**ENUNCIADO DA TAREFA:**
Segundo o texto de origem, a partir de quando a doença já pode ser detectada?

A esclarecer, portanto,
tem-se na conjuntura evidenciada o ponto-chave do conhecimento já incontrovertido
da fatalidade da patologia, que invariavelmente resultará em uma morte, no mais
tardar, em curto prazo − há que se acrescentar, sobretudo, o fato da doença
poder ser detectada ainda no ventre materno. Assim, partindo-se destas
premissas − muitas vezes deixadas em segundo plano −, mesmo que houvesse vida (afinal,
um conceito de dilatadas definições), essa, “em razão de sua existência
diminutiva e precária, deveria ceder frente aos direitos maternos violados”,
uma vez analisadas as referidas fatalidades da doença e sua possibilidade de
previsão, como se assiste no voto do ministro relator Marco Aurélio. Nesse
sentido de avaliação também argumenta Gilmar Mendes: apesar de o jurista
divergir e considerar, sim, a interrupção de fetos anencéfalos um aborto,
defende uma interpretação ampliada do Art. 128, I, CP, propondo, dessa forma,
incluir nos excludentes de ilicitude do aborto o caso de anencefalia – tendo em
vista a impossibilidade de o legislador antever a problemática a sua época.

**MATERIAL FORNECIDO:**
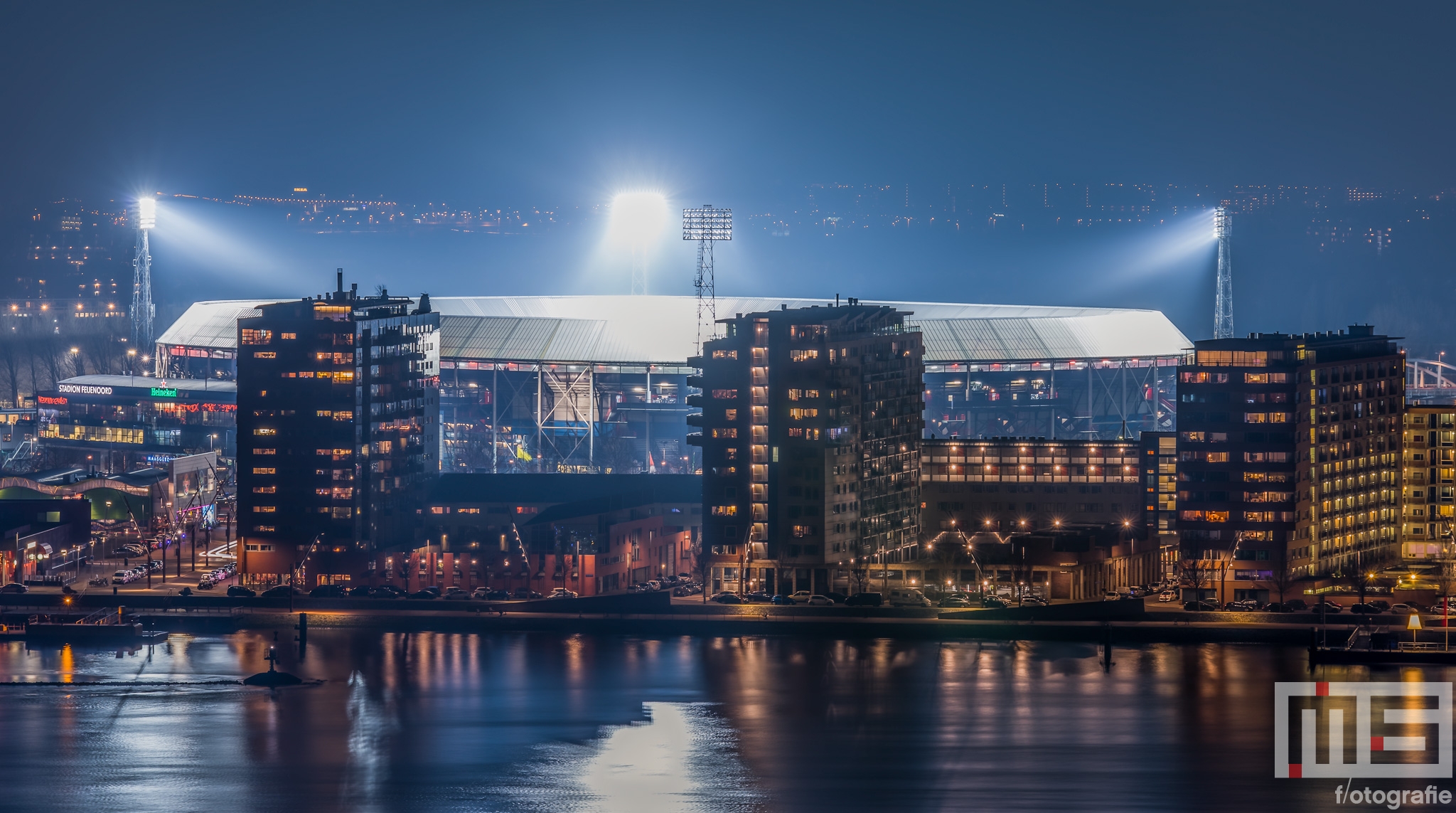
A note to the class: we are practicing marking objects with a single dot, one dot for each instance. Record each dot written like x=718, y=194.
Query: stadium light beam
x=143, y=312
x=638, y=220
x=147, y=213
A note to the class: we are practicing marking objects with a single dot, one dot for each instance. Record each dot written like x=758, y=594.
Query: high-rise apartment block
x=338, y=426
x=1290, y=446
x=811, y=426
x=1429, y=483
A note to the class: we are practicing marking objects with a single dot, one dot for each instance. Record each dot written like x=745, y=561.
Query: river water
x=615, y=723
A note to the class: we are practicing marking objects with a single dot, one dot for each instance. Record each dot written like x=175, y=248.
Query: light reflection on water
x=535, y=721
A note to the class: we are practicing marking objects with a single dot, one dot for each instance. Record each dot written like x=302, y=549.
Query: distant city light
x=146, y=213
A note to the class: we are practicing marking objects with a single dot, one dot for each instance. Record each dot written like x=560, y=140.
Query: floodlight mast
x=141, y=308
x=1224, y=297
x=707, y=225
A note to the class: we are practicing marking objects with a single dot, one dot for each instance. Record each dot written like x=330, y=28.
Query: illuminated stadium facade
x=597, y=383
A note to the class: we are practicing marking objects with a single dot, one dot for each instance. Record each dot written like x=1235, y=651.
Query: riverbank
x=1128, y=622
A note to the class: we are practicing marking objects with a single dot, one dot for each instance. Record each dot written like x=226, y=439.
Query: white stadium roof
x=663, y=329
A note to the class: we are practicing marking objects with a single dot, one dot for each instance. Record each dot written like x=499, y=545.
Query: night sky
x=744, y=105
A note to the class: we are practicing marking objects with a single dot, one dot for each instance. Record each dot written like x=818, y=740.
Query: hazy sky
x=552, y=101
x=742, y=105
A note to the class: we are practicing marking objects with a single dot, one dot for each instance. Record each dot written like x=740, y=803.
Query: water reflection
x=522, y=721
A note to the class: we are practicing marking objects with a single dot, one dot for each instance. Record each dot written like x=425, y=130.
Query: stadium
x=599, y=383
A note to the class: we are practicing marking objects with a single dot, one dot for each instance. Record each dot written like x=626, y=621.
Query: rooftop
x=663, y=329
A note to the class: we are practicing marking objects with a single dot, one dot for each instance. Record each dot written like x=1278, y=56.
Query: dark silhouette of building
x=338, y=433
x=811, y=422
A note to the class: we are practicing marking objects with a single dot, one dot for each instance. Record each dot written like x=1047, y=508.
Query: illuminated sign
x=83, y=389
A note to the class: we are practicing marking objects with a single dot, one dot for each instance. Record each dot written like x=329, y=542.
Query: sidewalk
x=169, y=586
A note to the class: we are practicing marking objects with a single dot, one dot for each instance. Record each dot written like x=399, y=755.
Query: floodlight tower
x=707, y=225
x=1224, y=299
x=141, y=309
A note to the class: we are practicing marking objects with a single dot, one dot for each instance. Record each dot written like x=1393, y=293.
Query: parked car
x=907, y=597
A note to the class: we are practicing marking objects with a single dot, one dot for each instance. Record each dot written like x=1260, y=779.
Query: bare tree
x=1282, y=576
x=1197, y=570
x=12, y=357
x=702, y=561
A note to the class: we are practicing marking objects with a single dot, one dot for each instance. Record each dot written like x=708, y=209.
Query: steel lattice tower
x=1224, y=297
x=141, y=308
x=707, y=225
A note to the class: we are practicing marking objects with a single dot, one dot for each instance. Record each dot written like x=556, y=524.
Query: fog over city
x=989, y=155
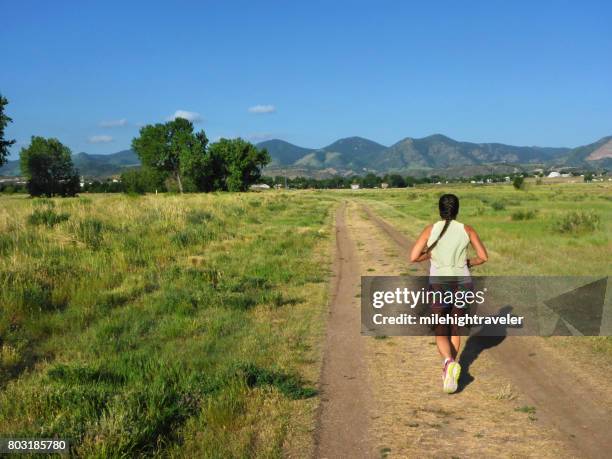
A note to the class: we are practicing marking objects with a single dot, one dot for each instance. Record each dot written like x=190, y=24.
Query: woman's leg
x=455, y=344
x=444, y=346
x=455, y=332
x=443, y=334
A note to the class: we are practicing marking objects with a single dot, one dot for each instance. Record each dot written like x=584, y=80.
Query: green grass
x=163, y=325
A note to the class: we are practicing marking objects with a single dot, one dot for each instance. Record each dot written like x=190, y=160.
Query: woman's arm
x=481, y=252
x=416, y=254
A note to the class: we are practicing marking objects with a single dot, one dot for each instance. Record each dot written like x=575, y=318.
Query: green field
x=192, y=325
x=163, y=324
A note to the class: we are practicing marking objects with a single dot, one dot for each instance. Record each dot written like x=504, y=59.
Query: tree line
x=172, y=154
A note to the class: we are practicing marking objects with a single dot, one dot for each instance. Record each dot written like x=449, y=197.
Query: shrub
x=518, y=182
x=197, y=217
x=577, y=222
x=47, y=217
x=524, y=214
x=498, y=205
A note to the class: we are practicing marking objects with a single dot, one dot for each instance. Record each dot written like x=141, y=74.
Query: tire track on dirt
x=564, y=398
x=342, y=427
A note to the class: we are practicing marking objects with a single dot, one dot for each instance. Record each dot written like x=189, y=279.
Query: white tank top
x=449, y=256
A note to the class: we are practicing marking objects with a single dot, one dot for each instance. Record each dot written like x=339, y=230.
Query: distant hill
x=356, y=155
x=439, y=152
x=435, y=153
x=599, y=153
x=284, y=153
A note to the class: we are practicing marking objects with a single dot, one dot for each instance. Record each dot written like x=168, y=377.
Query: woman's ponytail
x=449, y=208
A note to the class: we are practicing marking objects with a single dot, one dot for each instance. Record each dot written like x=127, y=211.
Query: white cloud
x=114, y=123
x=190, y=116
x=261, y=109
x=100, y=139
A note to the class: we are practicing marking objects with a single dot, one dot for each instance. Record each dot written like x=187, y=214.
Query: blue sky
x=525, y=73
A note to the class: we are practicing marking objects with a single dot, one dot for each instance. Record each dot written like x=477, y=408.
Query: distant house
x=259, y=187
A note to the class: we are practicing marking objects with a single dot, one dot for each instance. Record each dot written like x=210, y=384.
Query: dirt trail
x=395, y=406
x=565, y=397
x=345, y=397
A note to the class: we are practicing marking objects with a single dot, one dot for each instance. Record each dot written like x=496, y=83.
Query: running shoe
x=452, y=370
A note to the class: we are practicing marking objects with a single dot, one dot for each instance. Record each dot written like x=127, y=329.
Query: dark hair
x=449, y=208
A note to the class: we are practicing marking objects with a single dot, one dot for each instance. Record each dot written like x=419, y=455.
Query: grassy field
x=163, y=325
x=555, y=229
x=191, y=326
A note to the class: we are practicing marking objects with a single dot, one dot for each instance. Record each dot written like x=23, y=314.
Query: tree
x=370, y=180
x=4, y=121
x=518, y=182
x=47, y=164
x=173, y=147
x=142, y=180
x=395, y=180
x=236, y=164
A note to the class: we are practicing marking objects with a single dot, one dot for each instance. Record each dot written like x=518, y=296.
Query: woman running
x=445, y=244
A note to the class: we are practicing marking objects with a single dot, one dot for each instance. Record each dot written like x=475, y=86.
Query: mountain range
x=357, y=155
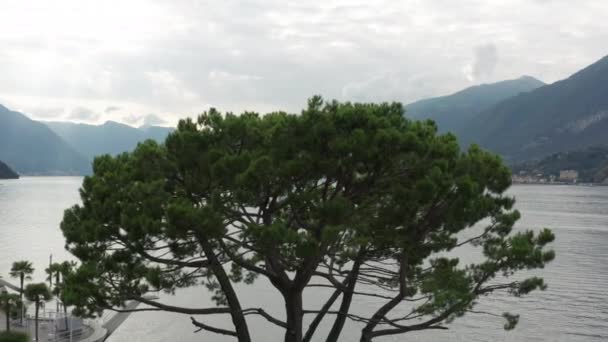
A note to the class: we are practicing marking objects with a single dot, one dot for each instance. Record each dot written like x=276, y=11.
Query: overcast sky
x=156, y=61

**RESPOSTA ESCRITA:**
Ainda no ventre materno.